#### Prompt:
Could you substitute "mark" for "label" in the part that opens with the line containing "Practice step: label each instance of the khaki" and runs through the end of the records, leaving everything else unchanged and giving back only that part?

#### Listing:
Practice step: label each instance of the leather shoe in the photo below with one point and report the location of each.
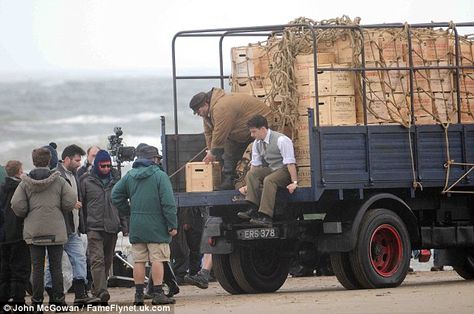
(248, 214)
(262, 220)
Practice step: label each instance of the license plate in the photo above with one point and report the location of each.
(257, 233)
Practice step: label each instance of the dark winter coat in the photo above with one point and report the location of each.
(102, 215)
(11, 226)
(69, 217)
(41, 198)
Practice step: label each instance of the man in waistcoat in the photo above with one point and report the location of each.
(273, 165)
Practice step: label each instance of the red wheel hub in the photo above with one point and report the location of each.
(386, 250)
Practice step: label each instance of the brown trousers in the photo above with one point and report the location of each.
(101, 249)
(271, 180)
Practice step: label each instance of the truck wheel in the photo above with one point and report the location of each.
(382, 254)
(341, 265)
(465, 269)
(259, 268)
(223, 273)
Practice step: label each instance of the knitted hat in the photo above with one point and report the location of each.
(197, 101)
(148, 152)
(102, 155)
(53, 163)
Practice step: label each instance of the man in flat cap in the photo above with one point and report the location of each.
(225, 117)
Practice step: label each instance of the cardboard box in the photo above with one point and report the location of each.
(430, 45)
(466, 81)
(304, 176)
(435, 108)
(201, 177)
(250, 61)
(467, 108)
(434, 79)
(344, 50)
(302, 152)
(387, 79)
(343, 110)
(333, 82)
(392, 45)
(385, 108)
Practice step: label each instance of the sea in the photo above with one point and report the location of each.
(85, 110)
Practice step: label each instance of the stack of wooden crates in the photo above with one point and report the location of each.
(387, 84)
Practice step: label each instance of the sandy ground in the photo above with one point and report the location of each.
(421, 292)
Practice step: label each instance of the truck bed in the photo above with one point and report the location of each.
(353, 157)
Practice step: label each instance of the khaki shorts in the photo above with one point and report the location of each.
(151, 252)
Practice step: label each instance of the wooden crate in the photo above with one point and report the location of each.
(441, 105)
(250, 61)
(201, 177)
(304, 176)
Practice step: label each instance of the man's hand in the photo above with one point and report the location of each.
(173, 232)
(209, 157)
(292, 187)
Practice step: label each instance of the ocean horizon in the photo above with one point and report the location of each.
(79, 109)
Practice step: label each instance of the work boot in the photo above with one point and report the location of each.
(81, 297)
(248, 214)
(161, 298)
(59, 301)
(262, 220)
(227, 182)
(139, 299)
(36, 306)
(198, 280)
(104, 297)
(437, 268)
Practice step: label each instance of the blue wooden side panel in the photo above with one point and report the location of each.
(380, 156)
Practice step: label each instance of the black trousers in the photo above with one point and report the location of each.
(15, 269)
(55, 254)
(185, 246)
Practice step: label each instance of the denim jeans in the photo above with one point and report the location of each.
(76, 252)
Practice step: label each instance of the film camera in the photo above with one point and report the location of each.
(117, 149)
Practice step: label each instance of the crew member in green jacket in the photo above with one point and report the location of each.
(153, 219)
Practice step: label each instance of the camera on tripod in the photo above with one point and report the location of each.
(117, 149)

#### Completed exercise:
Practice step: mark each instance of the khaki shorts in the photo above with one point and report the location of each.
(151, 252)
Practice step: mark each instance of the wooden crate in the photo above with one point and report the location of each.
(441, 105)
(250, 61)
(201, 177)
(304, 176)
Practice step: mark each instance of the man's hand in the photo above with one point and report the location of each.
(173, 232)
(209, 157)
(292, 187)
Practice step: mark each instance of the ocean horizon in the photo above with one point and report the location of each.
(79, 109)
Practice step: mark each instance of the work boot in the photo above with one point and report the location of each.
(81, 297)
(248, 214)
(161, 298)
(59, 301)
(262, 220)
(227, 182)
(139, 299)
(36, 306)
(198, 280)
(104, 297)
(437, 268)
Practice step: mark each instance of the blue wooden side panel in the photo above with one point and report the location of each.
(380, 156)
Practice step: mark each instance of the black trousers in the photo above with one point and report the location of each.
(15, 269)
(55, 254)
(185, 246)
Practice step: mark each instance of the denim jeans in the photo above with one point and report the location of each.
(76, 252)
Practice step: mark each instance of the film camera in the photo above with one point and report the location of each.
(117, 149)
Practice step: mark each instance of the crew member in green jacket in the photo above with one point and report the location of each.
(153, 219)
Practice step: mark each instance of the camera on tripod in the photo above with one point and report the location of each.
(117, 149)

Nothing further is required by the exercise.